This chapter deals with the whole process of the creation of a UNIX distribution. Existing software has been used for the system itself. Some tools have been written for the project though, such as the software manager described in chapter 3.


Creation of the base system

The software choice

The kernel.

This choice was obvious: linux. There are many reasons, the most important are:

  • It's free.

    Not only it does not cost anything, but full access to the source code is provided. This is the main reason for its popularity, which then led to its other advantages. Even if at least one of the BSD flavours could have been this famous instead, the strength of linux is certainly in its license: it enforces any contribution of the kernel to be open source as well, forcing it to always benefit to the community.

  • It's working.

    Its stability and extensibility have been proven. It has been ported to many architectures, and it has device drivers for most available peripherals.

  • It's easy.

    The accessibility of linux-based distributions is very good now, and still allows an advanced user to completely tune its system. This possibility, such as recompiling the kernel, is certainly easier to grasp on a linux system than on the possible alternatives. Moreover these alternatives are only FreeBSD and OpenBSD, for a comparable set of possibilities. And my own experience so far is mainly with linux-based systems.

  • It's rich.

    The kernel has a huge list of features, but would not have much use without software running on top. Thanks to a community of million of volunteers, and many companies, linux has become a platform of choice for server, development, workstation and desktop uses.

The libc and system tools.

Like the kernel, the choice is quite obvious, particularly with the linux kernel: the GNU libc, called glibc. It almost always comes with Linux distributions, then being a major part of GNU/Linux systems success. Whenever linux is said to be stable, it's also because of the glibc. The GNU foundation also provides a free implementation of all the common UNIX basic tools, which are of course designed to run with the GNU libc, and often the best version available. These tools are also free in the same way of the linux kernel, the GNU foundation being the creator of the license used, the GPL (General Public License, available from http://www.gnu.org/licenses/gpl.html).

Additional tools.

The system would not be complete without a way to install and manage it. The most important tool defining a UNIX distribution is the software manager. That's why one has been written for this project: its philosophy and use is presented in the administration section of this chapter, while its conception details are in chapter 3.


Preparation of the system

This step has been inspired from the "Linux From Scratch" guide. It is written by a community of GNU/Linux users, assembling their own system themselves: it also mentions the known problems with software compilation and installation, which was very helpful sometimes.

Creation of a nested compilation farm.

Of course one needs a prior system, in order to compile the final system. But the compiled programs have to be linked against the final system libraries, not the initial system's. That's why an intermediate system is needed.

However when starting an intermediate system, there are not any system libraries yet (and even no software at all). That's why the programs starting this system will have to be compiled statically, which means that every executable file produced will contain every function call it needs, even the ones that would usually be shared (at least those from the libc). This intermediate system consequently consumes space, but not too much software need to be compiled there.

The software to compile then is basically the libc, the compiler, a shell, some essential tools and low-level libraries such as make (compilation helper) or gzip (compression tool and library).

Creation of the new system base.

* _TASK SET_
1) In the passage on creating a UNIX distribution, which guide inspired the preparation of the system?
2) List the reasons the passage on creating a UNIX distribution gives for choosing linux as the kernel.
3) Pick up the passage on creating a UNIX distribution at its last line and continue it.
The rows come from a different source than the passage on creating a UNIX distribution.

* _DATASET EXTRACT_
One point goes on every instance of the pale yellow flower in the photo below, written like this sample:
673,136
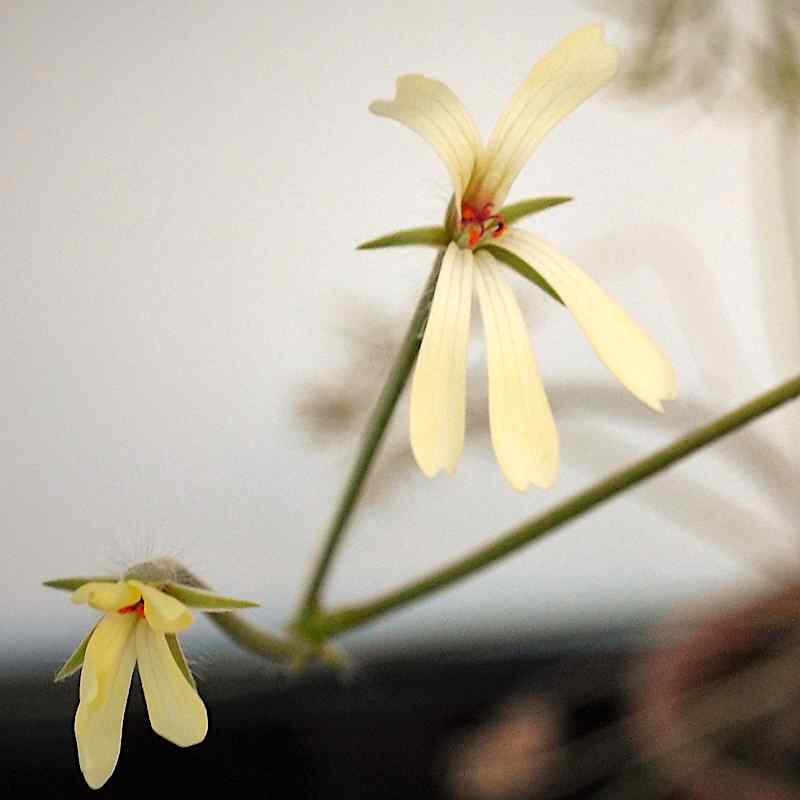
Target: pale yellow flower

==

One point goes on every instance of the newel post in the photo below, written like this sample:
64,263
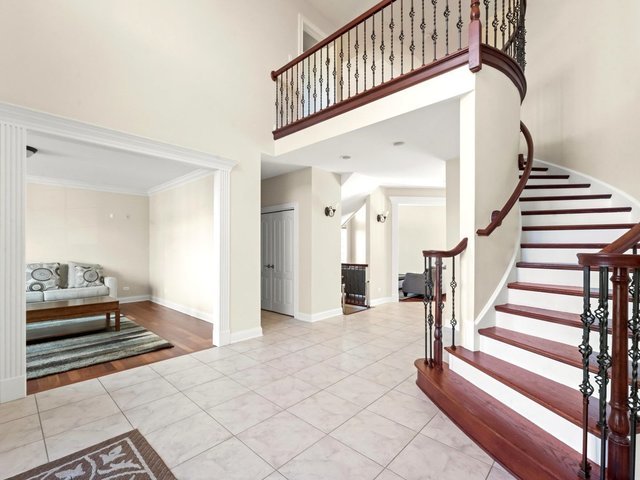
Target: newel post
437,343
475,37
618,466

* _ANSWERS TO THE EXERCISE_
1) The "Linux From Scratch" guide.

2)
- It's free.
- It's working.
- It's easy.
- It's rich.

3)
When every tool needed to compile the future system base has been statically compiled and installed, the new system creation may start. The first software to compile is the libc, and then the C compiler. However there is still a linking problem, because the default libraries used for compiling and linking are those present in / and /usr, and not those from the intermediate system. To solve this a special technique is used, called chroot. It consists in spawning a program, typically an interactive shell, in a jailed environment, where the / directory is actually bound to any other directory. In our case we need to launch a shell with our base system directory as the faked /. This technique is often used to increase security of networked processes, because in case of compromission the possible damages can only affect the files present in their environment.

From this point the compilation and installation of the other programs and libraries are done one by one, depending on their respective needs. For instance, bash (shell) may be installed immediately, to test the new system, but it may benefit from the curses library, which should then be compiled before (of course this can be also done afterward).

The latter example clearly illustrates the need of dependencies tracking, when the system has to be distributed in binary format (and even in source). This is a good reason to use a software management system.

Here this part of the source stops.